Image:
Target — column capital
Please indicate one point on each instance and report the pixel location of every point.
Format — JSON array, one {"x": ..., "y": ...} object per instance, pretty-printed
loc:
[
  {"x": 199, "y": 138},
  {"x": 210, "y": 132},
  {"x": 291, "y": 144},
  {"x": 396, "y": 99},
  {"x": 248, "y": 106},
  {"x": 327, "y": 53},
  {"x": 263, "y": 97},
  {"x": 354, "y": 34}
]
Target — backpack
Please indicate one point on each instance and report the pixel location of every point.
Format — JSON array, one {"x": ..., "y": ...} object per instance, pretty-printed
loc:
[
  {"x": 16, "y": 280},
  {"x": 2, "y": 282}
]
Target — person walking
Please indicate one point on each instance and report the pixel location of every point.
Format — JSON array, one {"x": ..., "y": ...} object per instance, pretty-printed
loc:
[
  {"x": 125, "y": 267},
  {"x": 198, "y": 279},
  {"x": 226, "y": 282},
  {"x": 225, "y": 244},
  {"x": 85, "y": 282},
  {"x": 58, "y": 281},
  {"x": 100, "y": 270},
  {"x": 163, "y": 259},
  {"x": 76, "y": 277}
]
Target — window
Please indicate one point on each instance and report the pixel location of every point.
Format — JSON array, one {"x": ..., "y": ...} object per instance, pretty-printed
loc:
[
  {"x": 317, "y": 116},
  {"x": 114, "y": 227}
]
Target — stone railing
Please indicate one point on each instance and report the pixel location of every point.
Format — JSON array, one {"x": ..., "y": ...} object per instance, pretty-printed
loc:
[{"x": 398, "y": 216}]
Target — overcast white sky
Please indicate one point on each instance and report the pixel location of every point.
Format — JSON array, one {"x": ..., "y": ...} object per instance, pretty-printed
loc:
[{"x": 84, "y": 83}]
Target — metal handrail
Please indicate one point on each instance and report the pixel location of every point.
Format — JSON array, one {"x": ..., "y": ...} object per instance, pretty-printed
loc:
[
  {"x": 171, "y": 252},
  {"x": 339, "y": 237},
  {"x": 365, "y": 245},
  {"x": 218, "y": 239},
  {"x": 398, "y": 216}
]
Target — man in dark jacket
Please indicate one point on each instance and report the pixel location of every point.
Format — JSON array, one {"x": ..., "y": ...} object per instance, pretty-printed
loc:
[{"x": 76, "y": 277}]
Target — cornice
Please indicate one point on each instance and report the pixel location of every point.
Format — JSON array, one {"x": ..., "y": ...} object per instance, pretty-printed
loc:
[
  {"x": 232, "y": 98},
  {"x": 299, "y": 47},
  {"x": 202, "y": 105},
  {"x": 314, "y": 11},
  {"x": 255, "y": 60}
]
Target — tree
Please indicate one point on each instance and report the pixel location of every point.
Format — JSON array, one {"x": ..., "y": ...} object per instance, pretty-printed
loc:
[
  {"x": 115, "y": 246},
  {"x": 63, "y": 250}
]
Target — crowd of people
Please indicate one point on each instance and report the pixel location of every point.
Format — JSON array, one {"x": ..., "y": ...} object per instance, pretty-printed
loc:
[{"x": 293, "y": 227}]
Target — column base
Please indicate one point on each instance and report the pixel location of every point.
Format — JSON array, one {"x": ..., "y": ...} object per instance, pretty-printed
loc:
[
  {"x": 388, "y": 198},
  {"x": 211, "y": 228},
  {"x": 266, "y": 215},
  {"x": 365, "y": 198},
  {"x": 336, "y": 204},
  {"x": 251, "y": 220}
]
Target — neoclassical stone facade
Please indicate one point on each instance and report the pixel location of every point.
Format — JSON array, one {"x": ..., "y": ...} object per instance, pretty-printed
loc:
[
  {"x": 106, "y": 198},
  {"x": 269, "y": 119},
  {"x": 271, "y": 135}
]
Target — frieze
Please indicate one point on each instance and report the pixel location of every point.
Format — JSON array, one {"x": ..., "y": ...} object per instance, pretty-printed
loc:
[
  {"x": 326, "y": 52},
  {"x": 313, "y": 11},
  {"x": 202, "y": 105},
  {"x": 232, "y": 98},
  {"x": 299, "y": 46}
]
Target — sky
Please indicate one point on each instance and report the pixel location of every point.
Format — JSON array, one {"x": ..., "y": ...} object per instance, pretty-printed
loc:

**Required work**
Reproduce the records above in full, without altering a single character.

**Answer to this task**
Image:
Target — column capital
Please indicate one point on each instance and report the pixel location of every point.
Format — JSON array, one {"x": ..., "y": ...} object per instance, pretty-printed
loc:
[
  {"x": 199, "y": 138},
  {"x": 210, "y": 132},
  {"x": 291, "y": 144},
  {"x": 396, "y": 99},
  {"x": 248, "y": 106},
  {"x": 327, "y": 53},
  {"x": 263, "y": 97},
  {"x": 354, "y": 34}
]
Target — backpack
Please indicate one point on each instance and report the pixel location of every point.
Format — JSON array, one {"x": ..., "y": ...} object per instance, pretty-printed
loc:
[
  {"x": 16, "y": 280},
  {"x": 2, "y": 282}
]
Target — person walking
Please indicate one point on each instance and report the pixel location of every point.
Format — JSON array, one {"x": ..., "y": ...} object per instance, pretty-printed
loc:
[
  {"x": 125, "y": 267},
  {"x": 198, "y": 279},
  {"x": 226, "y": 282},
  {"x": 225, "y": 244},
  {"x": 85, "y": 282},
  {"x": 58, "y": 281},
  {"x": 100, "y": 270},
  {"x": 163, "y": 259},
  {"x": 76, "y": 277}
]
Target — window
Please indicate one point on each instance and report the pixel location of every point.
Format — JSON array, one {"x": ..., "y": ...} object per instance, pretty-printed
loc:
[
  {"x": 317, "y": 116},
  {"x": 114, "y": 227}
]
Target — stone railing
Please indicate one point on each instance and report the pixel location of every point.
Format — JSON array, one {"x": ..., "y": ...} object per instance, pretty-printed
loc:
[{"x": 398, "y": 216}]
Target — overcast white sky
Please indicate one point on each instance and report the pixel location of every point.
Format — JSON array, one {"x": ..., "y": ...} object per instance, pretty-printed
loc:
[{"x": 84, "y": 83}]
Target — metal handrail
Please indicate one point on each instance and report the pixel location of every point.
Format — JSON array, one {"x": ..., "y": ...} object per instance, pretty-printed
loc:
[
  {"x": 171, "y": 252},
  {"x": 339, "y": 237},
  {"x": 365, "y": 245},
  {"x": 218, "y": 239},
  {"x": 398, "y": 216}
]
Target — man in dark jacket
Please indicate one point on each instance and report the pixel location of every point.
Format — JSON array, one {"x": ..., "y": ...} object per instance, pretty-printed
loc:
[{"x": 76, "y": 277}]
Target — cornice
Please indicate one point on each instance and report the pixel location of every point.
Format — JSON array, one {"x": ..., "y": ...} object per instance, pretty-printed
loc:
[
  {"x": 232, "y": 98},
  {"x": 299, "y": 47},
  {"x": 202, "y": 105},
  {"x": 314, "y": 11},
  {"x": 255, "y": 60}
]
Target — tree
Please indicate one point on each instance and report the pixel location of every point.
Format — JSON array, one {"x": ..., "y": ...} object per instance, pretty-printed
loc:
[
  {"x": 115, "y": 246},
  {"x": 63, "y": 250}
]
Target — crowd of people
Please indicate one point on each instance and report the pixel location of every point.
Format — JSON array, one {"x": ..., "y": ...} object per instance, pretty-printed
loc:
[{"x": 293, "y": 227}]
Target — column base
Please indicate one point on each instance and report the pixel location of every point.
Format — JSON array, one {"x": ..., "y": ...} object per instance, pretty-printed
loc:
[
  {"x": 388, "y": 198},
  {"x": 211, "y": 228},
  {"x": 266, "y": 215},
  {"x": 365, "y": 198},
  {"x": 336, "y": 204},
  {"x": 251, "y": 220}
]
Target — neoclassical stone facade
Please indicate one point on each instance and report the pixel location of every point.
Format — JSON array, one {"x": ..., "y": ...} object per instance, pretty-printed
loc:
[
  {"x": 106, "y": 198},
  {"x": 269, "y": 119},
  {"x": 271, "y": 135}
]
Target — frieze
Please indicate one point on each instance and report the pixel location of every point.
Format — JSON array, one {"x": ..., "y": ...} object per instance, pretty-printed
loc:
[
  {"x": 326, "y": 52},
  {"x": 313, "y": 11},
  {"x": 202, "y": 105},
  {"x": 232, "y": 98},
  {"x": 299, "y": 46}
]
Target — sky
Please indicate one point on each instance and report the pixel location of every point.
Format — JSON array, one {"x": ..., "y": ...} object per instance, pretty-printed
loc:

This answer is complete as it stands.